WHAT IS NEEDED
Your task is to return the data below, word for word.

[Referring expression data]

▼

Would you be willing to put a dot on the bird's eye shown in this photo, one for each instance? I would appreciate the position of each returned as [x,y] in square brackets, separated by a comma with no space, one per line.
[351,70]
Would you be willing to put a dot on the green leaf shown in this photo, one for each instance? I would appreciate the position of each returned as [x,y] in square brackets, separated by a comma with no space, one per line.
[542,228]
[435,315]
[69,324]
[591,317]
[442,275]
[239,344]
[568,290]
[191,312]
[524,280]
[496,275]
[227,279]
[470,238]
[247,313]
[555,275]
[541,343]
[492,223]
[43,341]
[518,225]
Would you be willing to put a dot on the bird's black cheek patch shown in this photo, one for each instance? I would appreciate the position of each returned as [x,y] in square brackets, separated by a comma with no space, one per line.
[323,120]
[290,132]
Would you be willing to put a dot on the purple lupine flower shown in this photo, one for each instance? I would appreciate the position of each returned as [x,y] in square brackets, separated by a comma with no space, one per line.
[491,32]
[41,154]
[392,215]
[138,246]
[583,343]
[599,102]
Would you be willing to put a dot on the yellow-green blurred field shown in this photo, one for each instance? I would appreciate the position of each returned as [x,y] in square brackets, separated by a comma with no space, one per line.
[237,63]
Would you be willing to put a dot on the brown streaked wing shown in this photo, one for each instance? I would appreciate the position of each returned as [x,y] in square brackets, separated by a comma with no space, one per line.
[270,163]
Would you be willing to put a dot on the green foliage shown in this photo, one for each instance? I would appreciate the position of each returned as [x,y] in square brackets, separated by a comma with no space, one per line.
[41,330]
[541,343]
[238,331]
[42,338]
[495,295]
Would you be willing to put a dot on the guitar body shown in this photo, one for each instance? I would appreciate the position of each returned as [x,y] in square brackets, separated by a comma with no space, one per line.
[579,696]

▲

OUTPUT FOR THIS TASK
Would you be willing to put a dot on the bird's eye shown in this photo, one for each instance? I would appreciate the position of each returned as [x,y] in square brackets, separated by a comma with no space, one per line.
[351,70]
Would you be willing to put a dot on the green leaf shown in this photo, one for each instance? I would appreciate the position of each returned as [x,y] in square brackets, separated by a comma with no space, one per line.
[542,228]
[435,315]
[69,324]
[591,317]
[442,275]
[239,344]
[568,290]
[191,312]
[524,280]
[496,275]
[227,279]
[470,238]
[247,313]
[555,275]
[541,343]
[492,223]
[43,341]
[518,225]
Would you be willing to put a dot on the bird's black cheek patch shown in this photo, one for each instance? I would appreciate the position of each returned as [x,y] in square brackets, separated by a comma with no space, one per line.
[323,120]
[290,132]
Would you be willing to put a dot on the purple lupine flower shown in this photo, one for each instance? I would appreciate the position of each returned as [x,y] in square brackets, separated by a comma with no space, one per line.
[491,32]
[41,154]
[392,215]
[138,246]
[583,343]
[599,102]
Would you be willing to put a dot on the yellow-green blurred field shown in this photo, one for each instance? I would appreciate the position of each returned as [x,y] in square brackets, separated by a comma with no space, one per line.
[237,63]
Would you be willing to put a dot on the brown streaked wing shown in this photo, one for each instance? I would appreciate the position of each returned as [x,y] in square brackets, separated by a comma with no space, one per line.
[270,163]
Would you be willing to put a dot on the green foliage shown in this photo, one for each instance? I would appreciate the position of each returned as [x,y] in square brackets, separated by a comma with no space, one per line.
[41,330]
[541,343]
[238,331]
[42,338]
[495,295]
Would you be willing to put a dot on the guitar body shown in this photo, one for each instance? I would appreciate the position of each returned as [x,y] in square brackets, separated by a comma with no space, one per line.
[579,696]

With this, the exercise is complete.